━━━━━ SUPPLIED DATA

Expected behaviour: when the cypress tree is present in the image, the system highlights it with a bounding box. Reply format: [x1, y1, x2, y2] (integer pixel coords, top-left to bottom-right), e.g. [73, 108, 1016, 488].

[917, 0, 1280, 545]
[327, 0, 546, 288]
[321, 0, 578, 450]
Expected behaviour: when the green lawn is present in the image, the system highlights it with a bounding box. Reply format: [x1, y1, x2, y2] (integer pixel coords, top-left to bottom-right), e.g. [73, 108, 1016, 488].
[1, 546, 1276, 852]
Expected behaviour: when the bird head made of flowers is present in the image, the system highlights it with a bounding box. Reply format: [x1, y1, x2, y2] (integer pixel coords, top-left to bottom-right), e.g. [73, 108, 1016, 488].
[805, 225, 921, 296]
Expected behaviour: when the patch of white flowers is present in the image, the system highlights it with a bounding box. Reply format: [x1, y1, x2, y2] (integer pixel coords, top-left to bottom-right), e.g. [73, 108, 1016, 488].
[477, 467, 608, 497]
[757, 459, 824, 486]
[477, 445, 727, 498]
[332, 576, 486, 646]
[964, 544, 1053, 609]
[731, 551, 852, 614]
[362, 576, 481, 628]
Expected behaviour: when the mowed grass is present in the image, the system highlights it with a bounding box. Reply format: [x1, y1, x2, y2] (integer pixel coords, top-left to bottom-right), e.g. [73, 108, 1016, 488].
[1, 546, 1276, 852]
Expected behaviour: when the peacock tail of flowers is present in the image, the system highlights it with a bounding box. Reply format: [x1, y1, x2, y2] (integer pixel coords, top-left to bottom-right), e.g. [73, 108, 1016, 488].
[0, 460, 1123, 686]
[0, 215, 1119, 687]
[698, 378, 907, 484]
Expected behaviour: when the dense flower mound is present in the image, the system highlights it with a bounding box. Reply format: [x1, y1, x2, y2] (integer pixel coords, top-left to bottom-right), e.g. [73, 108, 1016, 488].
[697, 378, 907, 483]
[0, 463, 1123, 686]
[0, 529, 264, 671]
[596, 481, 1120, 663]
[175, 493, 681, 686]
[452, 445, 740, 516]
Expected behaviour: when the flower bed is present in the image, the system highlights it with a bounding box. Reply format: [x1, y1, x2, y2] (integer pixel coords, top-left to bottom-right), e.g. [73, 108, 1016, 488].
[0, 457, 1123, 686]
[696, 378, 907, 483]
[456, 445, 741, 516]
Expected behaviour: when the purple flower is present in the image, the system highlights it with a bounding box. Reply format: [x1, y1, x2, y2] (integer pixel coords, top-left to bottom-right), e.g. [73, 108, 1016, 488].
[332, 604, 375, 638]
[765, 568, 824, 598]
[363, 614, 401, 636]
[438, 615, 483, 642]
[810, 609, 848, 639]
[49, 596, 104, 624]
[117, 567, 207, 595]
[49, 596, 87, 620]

━━━━━━━━━━

(WORK ITEM)
The records above are to be duplicated exactly, every one of them.

(TASK OUTPUT)
Expected behaviour: when the cypress tree is present in the image, the system highlights it with a bounding box. Reply format: [x1, y1, x2, y2] (integer pixel coords, top-left to bottom-right), e.g. [73, 108, 1016, 488].

[917, 0, 1280, 545]
[327, 0, 546, 288]
[321, 0, 578, 450]
Expected behaviour: when the green lawn is present in the image, the system highlights it with a bounding box. Reply format: [x1, y1, x2, y2] (integer pixel coords, top-left to bottom-right), e.g. [73, 108, 1016, 488].
[1, 546, 1276, 852]
Expected behaviour: when the bird head made of flowers is present in the image, the system highlights it with a bounding box. Reply format: [x1, y1, x2, y2] (integer pixel coords, top-left to bottom-right), e.g. [73, 108, 1016, 488].
[805, 225, 921, 296]
Expected behaviour: when the patch of white flowers is present in the image, the system highlights it with a bounding box. Reply format: [x1, y1, x2, y2] (integer pixel coords, top-left to bottom-right), e.g. [73, 108, 1016, 488].
[477, 467, 608, 497]
[757, 459, 824, 486]
[477, 445, 727, 498]
[332, 576, 486, 646]
[964, 544, 1053, 609]
[731, 551, 852, 614]
[362, 576, 481, 628]
Expected behaviour: when the mowed grass is present in the image, the system highlights it with a bounding box. Reply format: [x1, y1, x2, y2] (integer pixel coords, top-left to bottom-right), e.g. [73, 108, 1016, 488].
[1, 546, 1276, 852]
Expected behaviour: when the peacock tail of flowers is present in the image, the system highlights it with a bounding box. Reply format: [x1, y1, x2, y2] (integer pixel coords, top-left to bottom-right), e.g. [73, 108, 1016, 488].
[0, 460, 1123, 686]
[0, 215, 1119, 687]
[698, 378, 907, 484]
Expected behaviour: when the dense flower mound is present in the image, the system highlights it with a bounding box. Reply format: [x1, y1, x2, y2] (integer pixel coords, top-left to bottom-right), e.g. [73, 108, 1016, 488].
[697, 378, 907, 483]
[0, 463, 1123, 686]
[0, 529, 264, 671]
[596, 481, 1120, 663]
[175, 493, 681, 686]
[452, 445, 740, 516]
Expected behaviour: when the flower bed is present in the image, the system highlights it with a bounding box. Reply format: [x1, y1, x2, y2] (integer pixel coords, top-left to bottom-right), e.g. [73, 108, 1016, 488].
[0, 457, 1123, 686]
[696, 378, 907, 483]
[456, 445, 741, 516]
Expected behaviour: when the purple flower is present in the image, the system highlights it with a bounding box. Reply format: [x1, y1, x2, y2] (integer pixel coords, top-left to bottom-right), e.g. [73, 108, 1016, 488].
[332, 604, 375, 638]
[765, 568, 824, 598]
[363, 614, 401, 636]
[438, 615, 483, 642]
[810, 609, 848, 639]
[49, 596, 104, 624]
[117, 567, 207, 595]
[49, 596, 87, 620]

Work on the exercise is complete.